#### [DATA SUPPLIED]
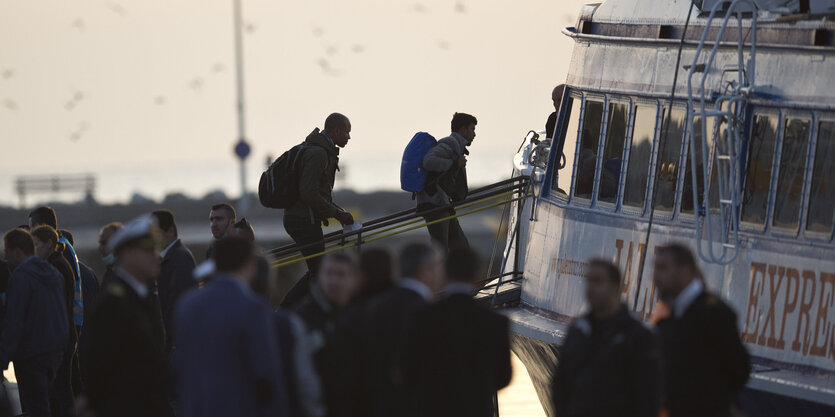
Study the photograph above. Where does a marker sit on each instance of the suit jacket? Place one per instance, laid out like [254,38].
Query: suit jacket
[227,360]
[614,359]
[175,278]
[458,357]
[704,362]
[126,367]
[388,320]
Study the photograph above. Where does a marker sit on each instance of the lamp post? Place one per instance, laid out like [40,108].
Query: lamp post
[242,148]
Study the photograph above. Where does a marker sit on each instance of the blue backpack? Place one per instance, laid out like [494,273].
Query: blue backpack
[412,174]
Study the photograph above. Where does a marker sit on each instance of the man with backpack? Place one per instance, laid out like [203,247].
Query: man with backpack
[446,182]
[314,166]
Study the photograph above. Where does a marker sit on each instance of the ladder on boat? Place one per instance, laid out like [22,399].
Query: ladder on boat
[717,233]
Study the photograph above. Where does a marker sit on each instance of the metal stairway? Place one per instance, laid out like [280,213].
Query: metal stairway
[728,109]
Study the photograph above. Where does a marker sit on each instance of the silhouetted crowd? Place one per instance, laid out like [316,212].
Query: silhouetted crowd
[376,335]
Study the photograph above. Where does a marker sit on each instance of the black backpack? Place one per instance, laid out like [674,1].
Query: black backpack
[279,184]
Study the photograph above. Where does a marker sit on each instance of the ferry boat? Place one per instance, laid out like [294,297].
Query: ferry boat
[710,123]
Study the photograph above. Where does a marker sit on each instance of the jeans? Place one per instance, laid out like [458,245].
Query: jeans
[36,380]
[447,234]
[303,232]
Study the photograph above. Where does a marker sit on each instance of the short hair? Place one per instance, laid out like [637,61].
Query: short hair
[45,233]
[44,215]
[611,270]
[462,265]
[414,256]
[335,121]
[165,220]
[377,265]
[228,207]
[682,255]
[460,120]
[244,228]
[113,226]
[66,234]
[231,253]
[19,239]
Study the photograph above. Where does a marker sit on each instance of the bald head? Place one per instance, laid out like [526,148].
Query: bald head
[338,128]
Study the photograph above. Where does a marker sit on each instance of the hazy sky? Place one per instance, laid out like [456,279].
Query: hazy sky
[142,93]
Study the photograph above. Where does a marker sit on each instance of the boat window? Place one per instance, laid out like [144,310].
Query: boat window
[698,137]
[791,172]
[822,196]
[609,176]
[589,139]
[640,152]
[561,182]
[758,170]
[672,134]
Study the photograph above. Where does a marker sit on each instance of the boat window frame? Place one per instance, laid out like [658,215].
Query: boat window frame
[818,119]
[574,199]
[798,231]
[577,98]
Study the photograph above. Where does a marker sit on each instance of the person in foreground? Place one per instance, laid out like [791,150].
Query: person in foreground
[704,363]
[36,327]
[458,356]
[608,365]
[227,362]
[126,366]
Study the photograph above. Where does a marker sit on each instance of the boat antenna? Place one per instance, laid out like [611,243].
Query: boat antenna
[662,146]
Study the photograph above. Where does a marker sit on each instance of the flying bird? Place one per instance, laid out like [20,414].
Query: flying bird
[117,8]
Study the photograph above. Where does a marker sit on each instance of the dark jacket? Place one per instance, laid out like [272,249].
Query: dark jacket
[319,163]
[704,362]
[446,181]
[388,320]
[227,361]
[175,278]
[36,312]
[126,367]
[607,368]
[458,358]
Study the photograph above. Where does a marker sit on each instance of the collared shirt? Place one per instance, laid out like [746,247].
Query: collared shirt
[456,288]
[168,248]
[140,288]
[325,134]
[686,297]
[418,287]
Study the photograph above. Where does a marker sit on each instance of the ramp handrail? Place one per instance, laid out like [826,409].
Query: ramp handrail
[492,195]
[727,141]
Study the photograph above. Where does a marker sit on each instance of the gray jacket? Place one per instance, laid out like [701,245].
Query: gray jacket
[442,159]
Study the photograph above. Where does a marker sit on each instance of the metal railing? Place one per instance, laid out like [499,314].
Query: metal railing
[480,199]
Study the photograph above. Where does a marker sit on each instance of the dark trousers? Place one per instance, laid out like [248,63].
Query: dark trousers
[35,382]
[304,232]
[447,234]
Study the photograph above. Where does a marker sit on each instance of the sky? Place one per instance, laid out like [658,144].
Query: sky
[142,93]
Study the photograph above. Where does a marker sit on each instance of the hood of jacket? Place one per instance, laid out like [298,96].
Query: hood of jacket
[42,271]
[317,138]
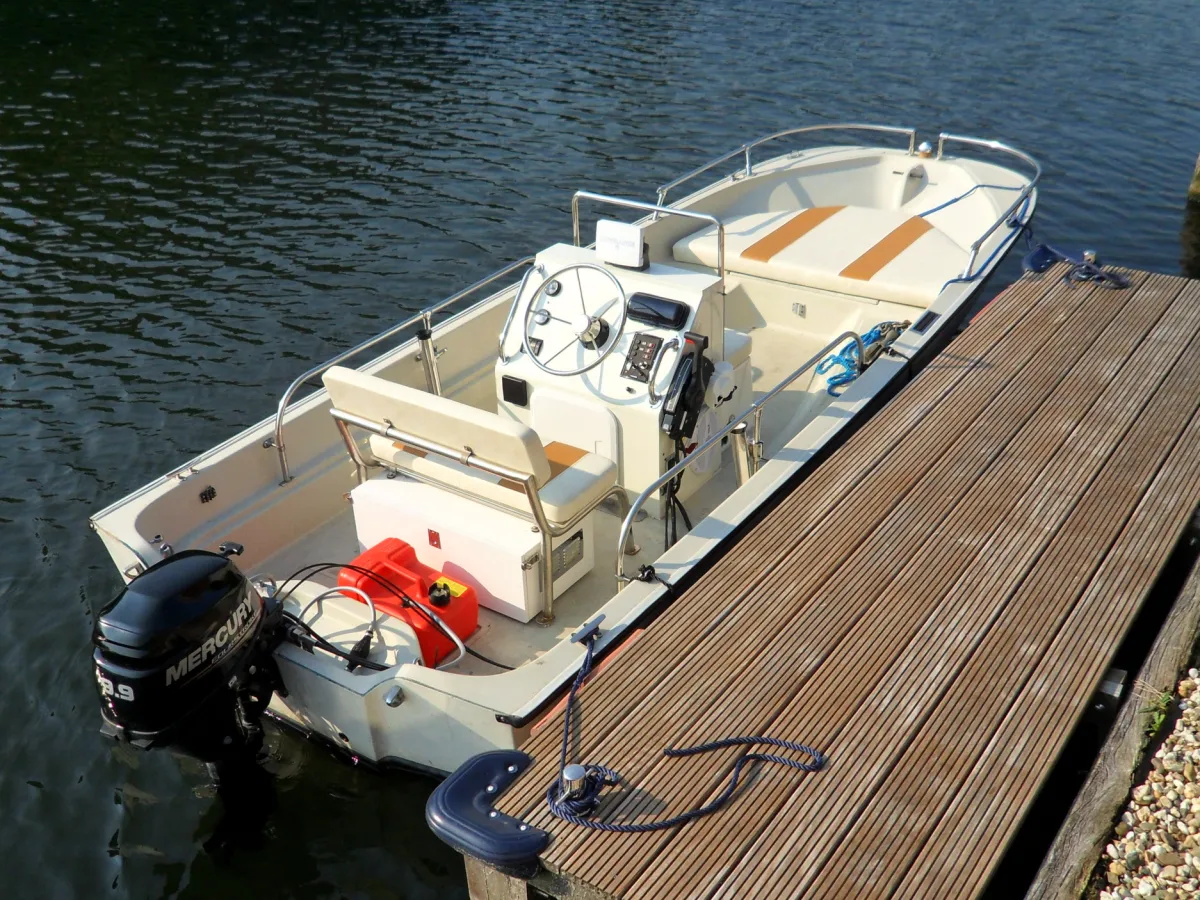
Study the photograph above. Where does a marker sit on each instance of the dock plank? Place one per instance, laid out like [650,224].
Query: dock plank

#### [YOUR GOAL]
Please restate word for word each line from the one containing "out like [248,63]." to the end of the data above, without the pictures.

#### [RESULT BELOW]
Study the photograph above. Where does a marker sit on each instance of the dark trousers? Place one per instance, laid out like [248,63].
Query: dark trousers
[35,382]
[304,232]
[447,234]
Study the photograph above. Where does a marker sit on each instance of the sky? Place one per instance, laid out like [658,144].
Query: sky
[142,93]
Study the photograph above. Where does a marker sit on each instance of the hood of jacket? Place one per instance, laid out like [298,96].
Query: hood of jacket
[42,271]
[317,138]
Study the photograph above. Where does a marker sit on each instance of the dock plank? Place one per instance, laid out like [650,224].
Query: dock plank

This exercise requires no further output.